Exercise
Identify and pull out each line of the entries in which "instance" occurs.

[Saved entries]
%%

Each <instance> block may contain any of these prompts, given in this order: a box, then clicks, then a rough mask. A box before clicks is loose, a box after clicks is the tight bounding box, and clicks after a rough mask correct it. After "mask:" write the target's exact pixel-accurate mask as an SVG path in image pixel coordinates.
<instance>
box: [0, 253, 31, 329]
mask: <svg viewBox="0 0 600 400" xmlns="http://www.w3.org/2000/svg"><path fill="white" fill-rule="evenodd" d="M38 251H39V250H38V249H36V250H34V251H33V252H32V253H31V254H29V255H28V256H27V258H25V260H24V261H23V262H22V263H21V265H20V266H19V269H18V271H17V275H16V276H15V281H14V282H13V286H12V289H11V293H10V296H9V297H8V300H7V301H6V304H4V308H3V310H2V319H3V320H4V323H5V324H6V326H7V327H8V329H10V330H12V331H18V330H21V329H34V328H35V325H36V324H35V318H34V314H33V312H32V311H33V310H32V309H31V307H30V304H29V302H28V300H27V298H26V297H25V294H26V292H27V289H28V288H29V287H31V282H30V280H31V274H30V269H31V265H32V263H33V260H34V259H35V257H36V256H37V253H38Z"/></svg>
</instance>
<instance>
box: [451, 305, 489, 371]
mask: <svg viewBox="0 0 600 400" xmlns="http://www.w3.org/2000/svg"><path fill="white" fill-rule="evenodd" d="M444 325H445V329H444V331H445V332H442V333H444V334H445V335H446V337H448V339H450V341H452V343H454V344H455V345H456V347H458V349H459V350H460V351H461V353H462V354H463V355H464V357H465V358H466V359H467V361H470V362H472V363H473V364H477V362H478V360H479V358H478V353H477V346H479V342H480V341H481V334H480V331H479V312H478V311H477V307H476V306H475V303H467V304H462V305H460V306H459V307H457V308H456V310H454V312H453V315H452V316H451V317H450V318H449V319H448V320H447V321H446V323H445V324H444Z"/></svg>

%%

Answer area
Each <instance> block may contain any of these prompts, given in this order: a box, then clicks, then a rough mask. A box before clicks is loose, a box after clicks is the tight bounding box, and clicks after a rough mask correct it. After "mask:" write the target's exact pixel-accurate mask as an SVG path in image pixel coordinates.
<instance>
</instance>
<instance>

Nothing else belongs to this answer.